◆ **To-do list**
- 1) In the email about ontology development, who does the writer of the original message say employs him?
- 2) Continue the email about ontology development from the point where it stops.

◆ **Quoted text**
* Begin *

This seems to suggest the idea  to extend a similar action learning context
to symbolic knowledge representation systems design and implementation
processes, moving back and for in the pragmatic-semantic-syntax
technological nexus, confronting prototypes with practice.

Bottom line: one possible line of action to avoid to avoid "the pitfalls of
ontology development"  perhaps is to move from  shared "values" to identify
a set of  *basic concepts*  suitable to be formalized in computable
ontological/logical  representation domain, in organizations interested in
sharing  *common goals*, a standard upper ontology and common logic.

Best Regards.

Roberto Bordogna.


(Other notes will follow ASAP)









----- Original Message -----
From: James R Schoening <jim.s3@JUNO.COM>
To: <standard-upper-ontology@listserv.ieee.org>
Sent: Thursday, November 25, 2004 5:15 AM
Subject: Avoiding the pitfalls of ontology development


> All,
>
>         At my employer (US Government), I'm finding more and more
> ontology projects, but I have to wonder about the quality and value of
> them.  Some start with taxonomies and add some basic OWL relationships.

* End *

◆ **Data provided**
* Begin *

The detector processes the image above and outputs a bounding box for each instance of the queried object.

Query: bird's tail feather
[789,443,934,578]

* End *

◆ **Results of the tasks**
- 1) The US Government.

- 2)
> Others appear to take abstract/complex terms (found in enterprise
> architectures) and add relationships.  Others are such quick efforts, one
> has to wonder.  Others are developed with little or no background or
> experience in ontology development.  Most projects appear to be starting
> with terms, not concepts.
>
>         Has anyone yet characterized this trend?  Are there any names yet
> for this?  What are the pitfalls?   Has anyone written a paper on the 7
> pitfalls of ontology development?  I need a polite way of helping these
> projects avoid such pitfalls.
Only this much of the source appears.